Air Canada Montreal to New Delhi – 14 hours!
The food and beverage service on this flight consisted of a Dinner shortly after take off, and a Breakfast just before landing in New Delhi. ‘Light Bites’ were also available on demand, in between the two meal services. The menu options included signature dishes by celebrated Canadians, Chef Vikram Vij, and Chef David Hawksworth. It was charming that the menu was presented in three languages, English, French, and Hindi.
Shortly before take off, the crew came around to note the Main Course preference for the Dinner service. I chose the Chef Vij Signature meal – Chickpea kofta, with dal makhani, vegetable pulao rice, and naan.
About 30 minutes after take off the service began with some beverages, and I opted for the tried and tested, G&T, to set my palate for the meal. The beverage service was rather ‘hand-off’, with everything simply placed at the table, rather than serving a mixed drink. I did not mind that, fully aware that I was still travelling during pandemic, and that an adjusted service was underway.
Appetizer included Mushroom carpaccio, with asparagus, and tomato bruschetta. Served with fresh seasonal green salad and bread. Although I am not a fan of cold appetizers, I did enjoy the mushroom carpaccio, and the fresh asparagus. The flavours were spot on, and I was overjoyed with warm bread (instead of cold hard bread served in plastic wrap).
The Main Course of ‘Chickpea kofta, dal makhani, vegetable pulao rice, naan’ was absolutely delightful. The kofta were soft, and packed the flavour punch. With dal and pulao a perfect accompaniment to the creamy kofta sauce.
After the scrumptious main course, it was time to tuck into the dessert, because Chef Hawksworth 🙂 I was slightly worried when the plate was presented, maybe it was the cabin lights, but the cake did not look inviting right off the back. One bite into it though, the chocolate cake more than held its promise – the cake was spongy, with a subtle layer of coffee cream on top. Not too sweet, just the way I like it!
A hat-tip to the cabin crew for running the on-point meal service. There is nothing worse than a long drawn out meal service late at night, preventing passengers from their sleep. We were 2.5 hours into the flight, and the dinner service was all but wrapped up. And none of it seemed rushed – fantastic!

- RECORDED INFORMATION
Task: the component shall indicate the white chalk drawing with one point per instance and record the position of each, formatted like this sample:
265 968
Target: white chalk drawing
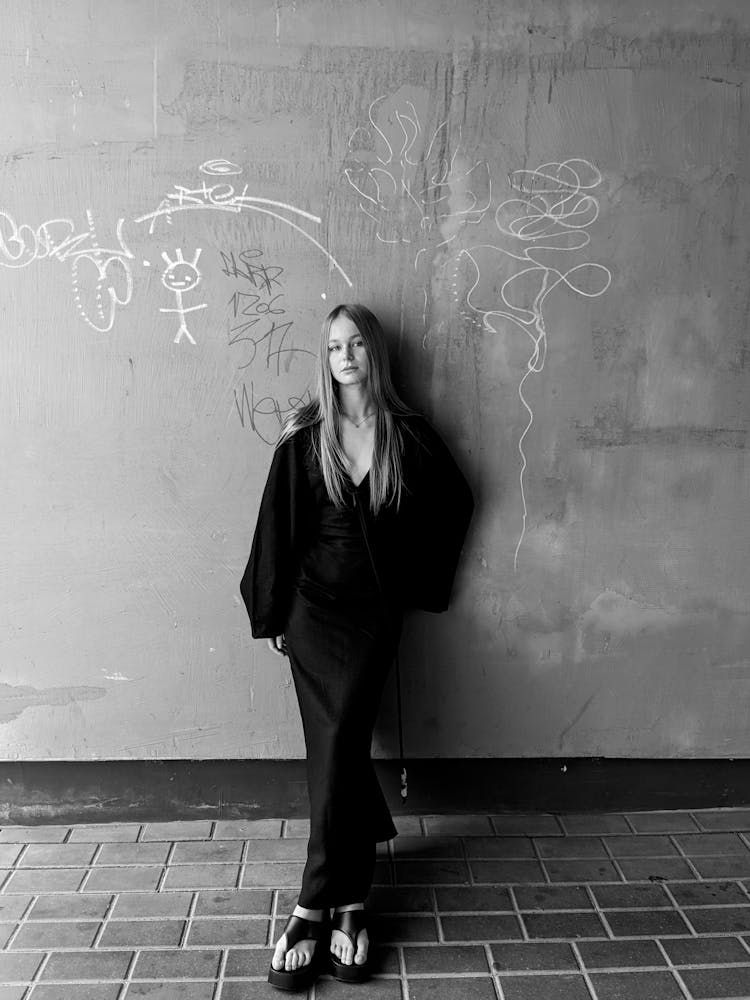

- PROBLEM
Please answer these questions from the in-flight meal review.
1. In which three languages was the menu presented?
2. What was on top of the chocolate cake?
3. How many hours into the flight was the dinner service all but wrapped up?

- OUTPUT BELOW
1. English, French, and Hindi
2. A subtle layer of coffee cream
3. 2.5 hours